| Source data |
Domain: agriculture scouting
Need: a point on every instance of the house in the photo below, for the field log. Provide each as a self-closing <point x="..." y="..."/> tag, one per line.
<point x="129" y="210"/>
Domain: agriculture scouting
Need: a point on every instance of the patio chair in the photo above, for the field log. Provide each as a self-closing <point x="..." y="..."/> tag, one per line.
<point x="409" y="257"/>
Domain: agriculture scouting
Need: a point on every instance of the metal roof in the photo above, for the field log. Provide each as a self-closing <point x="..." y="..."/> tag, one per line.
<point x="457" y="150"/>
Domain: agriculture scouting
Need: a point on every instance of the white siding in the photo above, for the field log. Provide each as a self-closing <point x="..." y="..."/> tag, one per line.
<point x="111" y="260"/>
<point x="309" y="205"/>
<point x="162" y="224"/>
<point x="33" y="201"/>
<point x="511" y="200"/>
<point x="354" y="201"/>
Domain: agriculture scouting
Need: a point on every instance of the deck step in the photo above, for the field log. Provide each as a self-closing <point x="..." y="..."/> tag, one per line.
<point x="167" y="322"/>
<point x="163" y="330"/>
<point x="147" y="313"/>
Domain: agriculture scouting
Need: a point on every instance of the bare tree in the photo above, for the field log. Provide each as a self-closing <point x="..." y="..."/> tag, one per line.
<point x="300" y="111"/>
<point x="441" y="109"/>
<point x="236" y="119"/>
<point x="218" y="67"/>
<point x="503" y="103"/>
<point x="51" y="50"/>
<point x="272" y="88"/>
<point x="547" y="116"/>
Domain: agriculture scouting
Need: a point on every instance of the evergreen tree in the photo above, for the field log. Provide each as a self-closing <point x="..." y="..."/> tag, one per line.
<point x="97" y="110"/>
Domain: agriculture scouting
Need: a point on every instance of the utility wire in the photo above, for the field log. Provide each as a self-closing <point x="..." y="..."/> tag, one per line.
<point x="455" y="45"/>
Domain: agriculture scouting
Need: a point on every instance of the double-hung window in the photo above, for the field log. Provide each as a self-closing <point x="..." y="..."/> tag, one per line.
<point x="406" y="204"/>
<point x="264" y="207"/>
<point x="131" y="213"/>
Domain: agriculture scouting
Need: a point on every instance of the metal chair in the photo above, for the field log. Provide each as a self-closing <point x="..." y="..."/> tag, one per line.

| What you need to do |
Each entry above is to be transcribed word for word.

| Response area |
Domain: agriculture scouting
Need: a point on every instance of the house in the photo below, for the field log. Provide each as a self-closing <point x="..." y="..."/> tag, one per line.
<point x="129" y="210"/>
Domain: agriculture scouting
Need: a point on every instance of the patio chair in the photo above, for the field log. Provide each as a self-closing <point x="..." y="..."/> tag, one per line.
<point x="409" y="257"/>
Domain: agriculture scouting
Need: a point on every instance of the metal roof in the photo above, for the field log. Provide each as a self-closing <point x="..." y="..."/> tag, one per line.
<point x="457" y="150"/>
Domain: agriculture scouting
Need: a point on every instance of the white siding in the photo above, for the field log. Provide each as a self-closing <point x="..." y="..."/> tag, one per line.
<point x="111" y="260"/>
<point x="309" y="205"/>
<point x="162" y="224"/>
<point x="33" y="201"/>
<point x="511" y="200"/>
<point x="354" y="201"/>
Domain: agriculture scouting
Need: a point on every instance of the deck step in the photo above, for the field log. Provide each as a self-closing <point x="..." y="..."/> tag, one per line.
<point x="167" y="322"/>
<point x="163" y="330"/>
<point x="147" y="313"/>
Domain: agriculture scouting
Need: a point on every instance of the bare tree in the photo above, for the field log. Provide each as a self-closing <point x="..." y="..."/> tag, one per line.
<point x="300" y="111"/>
<point x="441" y="109"/>
<point x="236" y="119"/>
<point x="218" y="67"/>
<point x="503" y="103"/>
<point x="51" y="50"/>
<point x="272" y="88"/>
<point x="547" y="116"/>
Domain: agriculture scouting
Need: a point on every instance of the evergreen tree in the photo above, for the field log. Provide each as a self-closing <point x="..." y="..."/> tag, one per line.
<point x="97" y="110"/>
Domain: agriculture scouting
Need: a point on every instance of the utility wire in the photo above, for the field log. Provide each as a self-closing <point x="..." y="..."/> tag, one per line.
<point x="455" y="45"/>
Domain: agriculture scouting
Need: a point on every instance of the double-hung window in the photo above, for the field log. Provide each as a self-closing <point x="..." y="..."/> tag, one per line.
<point x="406" y="204"/>
<point x="264" y="207"/>
<point x="131" y="213"/>
Domain: agriculture scouting
Need: a point on every instance of the metal chair in the photo above, for the field log. Provide each as a self-closing <point x="..." y="..."/> tag, one per line.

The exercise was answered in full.